Изучаемый текст =>
>>>>

Практическое неудобство такой конструкции состояло в том, что доверитель мог во всякое время прекратить права своего представителя, а также в том, что отношения, следующие из мандата, прекращались смертью либо доверителя, либо его процессуального представителя. Но и эти недостатки были нивелированы, соответственно, уведомлением должника об установлении мандата и выдачей специального преторско-го (судебного) приказа. Таким образом, римское право допускало замену кредитора без согласия должника, хотя и лишь посредством процессуального представительства, то есть при ситуации конфликта между кредитором и должником по поводу исполнения долга.
В дальнейшем гражданское процессуальное право оказало влияние на материальное, в том числе торговое, допустив передачу права требования в отношении нового кредитора вне связи с судебным процессом. Разумеется, возможность конфликта всегда подразумевалась, однако права требования истца в процессе («нового кредитора») удостоверялись уже не процессуальным документом (мандатом, доверенностью), а документом, удостоверяющим наличие долга, — долговым документом. Чаще всего им служила расписка.
При этом, составляя долговой документ, должник уже изначально обязывался произвести исполнение не только первоначальному кредитору, но и любому предъявителю документа либо тому, кого кредитор назначит для получения.
Аналогичный, по сути, взгляд на ограничение замены лица в обязательстве был преодолен в странах общего права лишь относительно недавно.

<<<<

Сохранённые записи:
>>>>

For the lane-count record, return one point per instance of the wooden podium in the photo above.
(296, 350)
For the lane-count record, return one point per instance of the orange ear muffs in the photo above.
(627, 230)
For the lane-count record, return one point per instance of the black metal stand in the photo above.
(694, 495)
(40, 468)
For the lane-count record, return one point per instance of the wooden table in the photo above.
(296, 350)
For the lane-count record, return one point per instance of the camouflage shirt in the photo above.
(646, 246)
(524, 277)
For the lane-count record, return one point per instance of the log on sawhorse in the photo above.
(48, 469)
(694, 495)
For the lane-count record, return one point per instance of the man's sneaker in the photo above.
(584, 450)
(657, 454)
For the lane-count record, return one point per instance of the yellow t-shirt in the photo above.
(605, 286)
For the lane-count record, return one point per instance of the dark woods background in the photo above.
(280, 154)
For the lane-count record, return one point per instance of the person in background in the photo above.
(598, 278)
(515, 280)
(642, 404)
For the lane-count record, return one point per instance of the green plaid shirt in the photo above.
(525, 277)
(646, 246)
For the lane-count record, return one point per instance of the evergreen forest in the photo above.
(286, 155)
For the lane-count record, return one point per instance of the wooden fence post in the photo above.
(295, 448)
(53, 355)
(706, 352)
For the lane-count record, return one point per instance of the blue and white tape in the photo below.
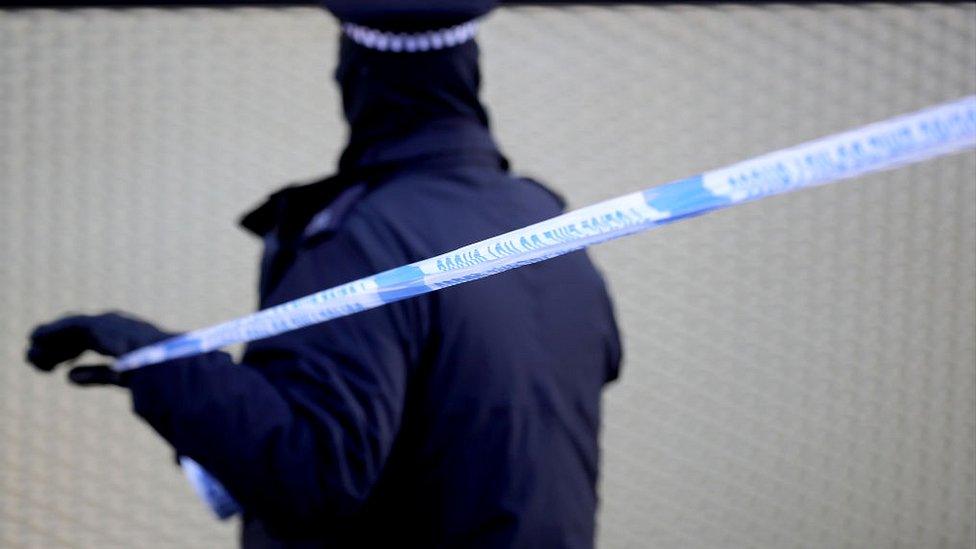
(884, 145)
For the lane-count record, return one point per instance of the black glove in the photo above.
(110, 334)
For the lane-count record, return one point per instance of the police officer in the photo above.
(467, 417)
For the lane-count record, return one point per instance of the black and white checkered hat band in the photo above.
(411, 42)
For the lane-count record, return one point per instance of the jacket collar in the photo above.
(296, 209)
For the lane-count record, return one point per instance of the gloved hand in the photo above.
(110, 334)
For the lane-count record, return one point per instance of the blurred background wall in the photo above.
(800, 372)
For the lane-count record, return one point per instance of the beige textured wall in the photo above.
(800, 372)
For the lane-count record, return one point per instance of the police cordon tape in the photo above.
(880, 146)
(884, 145)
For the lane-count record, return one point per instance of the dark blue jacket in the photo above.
(467, 417)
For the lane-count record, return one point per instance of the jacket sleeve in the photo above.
(299, 431)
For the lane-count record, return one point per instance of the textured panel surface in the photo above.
(800, 372)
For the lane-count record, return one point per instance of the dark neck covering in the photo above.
(404, 107)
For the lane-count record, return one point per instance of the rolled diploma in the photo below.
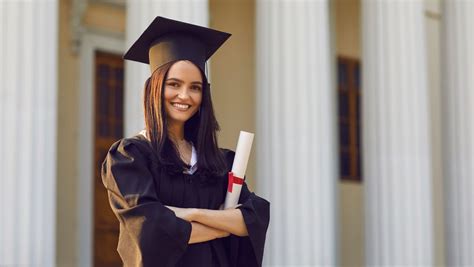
(239, 167)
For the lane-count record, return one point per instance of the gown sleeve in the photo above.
(150, 233)
(248, 250)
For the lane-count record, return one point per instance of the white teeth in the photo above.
(181, 106)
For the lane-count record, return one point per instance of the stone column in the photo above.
(296, 136)
(140, 13)
(396, 152)
(28, 104)
(458, 129)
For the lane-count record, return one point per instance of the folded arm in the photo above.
(228, 220)
(202, 233)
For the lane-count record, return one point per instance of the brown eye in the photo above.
(173, 84)
(196, 88)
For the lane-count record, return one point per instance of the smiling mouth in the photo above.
(182, 107)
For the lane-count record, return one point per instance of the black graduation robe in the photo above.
(151, 234)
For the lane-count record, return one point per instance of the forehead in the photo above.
(185, 70)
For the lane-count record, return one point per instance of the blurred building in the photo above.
(362, 111)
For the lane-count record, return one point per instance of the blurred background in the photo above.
(362, 109)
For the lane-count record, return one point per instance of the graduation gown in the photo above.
(151, 234)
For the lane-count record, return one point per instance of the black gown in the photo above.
(151, 234)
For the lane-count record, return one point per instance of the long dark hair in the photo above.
(201, 128)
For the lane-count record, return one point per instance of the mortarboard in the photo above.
(167, 40)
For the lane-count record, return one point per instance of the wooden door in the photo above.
(108, 128)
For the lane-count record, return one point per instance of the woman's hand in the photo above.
(221, 207)
(187, 214)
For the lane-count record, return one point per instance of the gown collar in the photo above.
(193, 162)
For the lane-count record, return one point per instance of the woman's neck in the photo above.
(176, 132)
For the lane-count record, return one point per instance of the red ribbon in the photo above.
(233, 180)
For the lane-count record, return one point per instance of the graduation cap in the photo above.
(167, 40)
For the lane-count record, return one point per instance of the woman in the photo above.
(167, 184)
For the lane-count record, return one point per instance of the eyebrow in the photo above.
(178, 80)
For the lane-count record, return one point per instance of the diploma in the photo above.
(239, 167)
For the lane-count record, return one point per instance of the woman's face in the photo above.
(183, 91)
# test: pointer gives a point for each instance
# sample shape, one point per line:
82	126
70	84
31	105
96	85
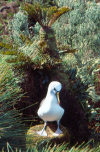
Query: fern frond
56	15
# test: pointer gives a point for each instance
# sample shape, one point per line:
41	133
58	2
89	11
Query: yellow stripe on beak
58	97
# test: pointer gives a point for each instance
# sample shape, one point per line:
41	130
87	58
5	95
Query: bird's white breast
50	110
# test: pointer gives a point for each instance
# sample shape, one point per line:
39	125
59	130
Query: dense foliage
49	34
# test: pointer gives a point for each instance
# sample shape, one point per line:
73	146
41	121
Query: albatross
50	109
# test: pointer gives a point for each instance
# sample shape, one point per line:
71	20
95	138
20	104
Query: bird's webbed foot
42	133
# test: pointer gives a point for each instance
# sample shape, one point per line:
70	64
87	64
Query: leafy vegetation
61	36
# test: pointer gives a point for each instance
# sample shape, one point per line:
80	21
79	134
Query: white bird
50	109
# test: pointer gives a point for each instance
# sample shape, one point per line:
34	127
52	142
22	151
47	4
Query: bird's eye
55	90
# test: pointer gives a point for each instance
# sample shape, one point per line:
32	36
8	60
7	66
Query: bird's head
54	88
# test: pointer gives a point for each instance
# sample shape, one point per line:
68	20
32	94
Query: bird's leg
43	132
58	131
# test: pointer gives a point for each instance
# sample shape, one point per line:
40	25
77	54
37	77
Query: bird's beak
58	97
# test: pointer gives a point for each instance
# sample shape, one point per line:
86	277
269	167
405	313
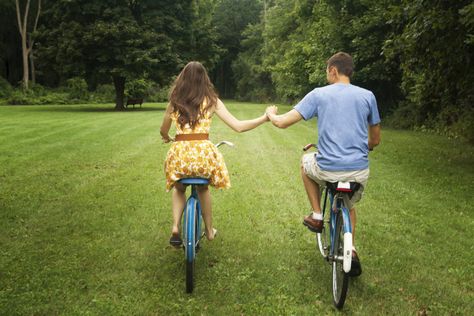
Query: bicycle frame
338	204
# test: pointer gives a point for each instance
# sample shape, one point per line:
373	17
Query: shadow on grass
94	109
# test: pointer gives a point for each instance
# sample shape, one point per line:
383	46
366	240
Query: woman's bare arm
237	125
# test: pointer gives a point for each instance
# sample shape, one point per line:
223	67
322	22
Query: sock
317	216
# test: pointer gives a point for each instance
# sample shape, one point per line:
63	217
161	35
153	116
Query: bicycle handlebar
307	147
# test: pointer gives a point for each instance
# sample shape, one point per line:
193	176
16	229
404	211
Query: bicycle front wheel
190	242
340	279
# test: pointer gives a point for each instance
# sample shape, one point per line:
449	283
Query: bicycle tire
190	242
340	279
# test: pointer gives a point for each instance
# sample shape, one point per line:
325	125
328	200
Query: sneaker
356	268
314	225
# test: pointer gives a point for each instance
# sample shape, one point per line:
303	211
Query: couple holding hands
348	128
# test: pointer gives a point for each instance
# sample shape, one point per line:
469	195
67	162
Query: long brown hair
190	89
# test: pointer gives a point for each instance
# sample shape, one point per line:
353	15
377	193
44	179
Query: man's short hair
343	63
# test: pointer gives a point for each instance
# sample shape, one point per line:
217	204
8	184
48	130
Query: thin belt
187	137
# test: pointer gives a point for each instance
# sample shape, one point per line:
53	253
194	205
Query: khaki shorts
312	170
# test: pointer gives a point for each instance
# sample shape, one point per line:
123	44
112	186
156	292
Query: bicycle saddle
198	181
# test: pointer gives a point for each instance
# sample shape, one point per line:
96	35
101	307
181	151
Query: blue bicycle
335	243
192	223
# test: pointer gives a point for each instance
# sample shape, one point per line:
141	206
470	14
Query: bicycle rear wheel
340	279
190	242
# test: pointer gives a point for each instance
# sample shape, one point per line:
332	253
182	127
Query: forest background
415	55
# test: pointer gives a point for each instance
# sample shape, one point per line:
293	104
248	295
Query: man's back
344	112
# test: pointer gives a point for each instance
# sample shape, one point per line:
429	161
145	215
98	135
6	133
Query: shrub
137	88
77	88
104	93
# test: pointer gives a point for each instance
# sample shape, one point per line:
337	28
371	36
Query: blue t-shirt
344	112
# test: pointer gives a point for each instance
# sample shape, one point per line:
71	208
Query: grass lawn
85	221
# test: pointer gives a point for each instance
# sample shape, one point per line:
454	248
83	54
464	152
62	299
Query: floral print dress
196	158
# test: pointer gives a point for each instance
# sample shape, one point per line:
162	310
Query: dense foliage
416	55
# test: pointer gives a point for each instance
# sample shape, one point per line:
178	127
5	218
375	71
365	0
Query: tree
27	41
230	19
112	39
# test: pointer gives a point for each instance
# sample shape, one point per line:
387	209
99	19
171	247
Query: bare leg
312	190
353	223
206	207
178	202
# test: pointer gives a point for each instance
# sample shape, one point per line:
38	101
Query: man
348	128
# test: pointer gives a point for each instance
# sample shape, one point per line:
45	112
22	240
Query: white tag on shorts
344	185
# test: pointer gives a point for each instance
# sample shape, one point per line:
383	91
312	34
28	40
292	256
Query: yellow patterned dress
196	158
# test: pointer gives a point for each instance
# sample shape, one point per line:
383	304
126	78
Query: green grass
85	221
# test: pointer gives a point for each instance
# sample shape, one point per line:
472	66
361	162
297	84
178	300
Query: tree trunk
26	71
22	25
32	67
119	83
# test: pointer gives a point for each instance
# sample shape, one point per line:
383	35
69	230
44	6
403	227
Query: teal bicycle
335	240
192	225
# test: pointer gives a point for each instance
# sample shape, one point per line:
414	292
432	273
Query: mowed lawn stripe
85	221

<<<<

Цель задания => Перепишите фрагмент текста о замене кредитора, начиная со слов «При этом, составляя» и заканчивая словами «лишь относительно недавно.», заменив в нём «первоначальному» на «прежнему».

Ответ =>
При этом, составляя долговой документ, должник уже изначально обязывался произвести исполнение не только прежнему кредитору, но и любому предъявителю документа либо тому, кого кредитор назначит для получения.
Аналогичный, по сути, взгляд на ограничение замены лица в обязательстве был преодолен в странах общего права лишь относительно недавно.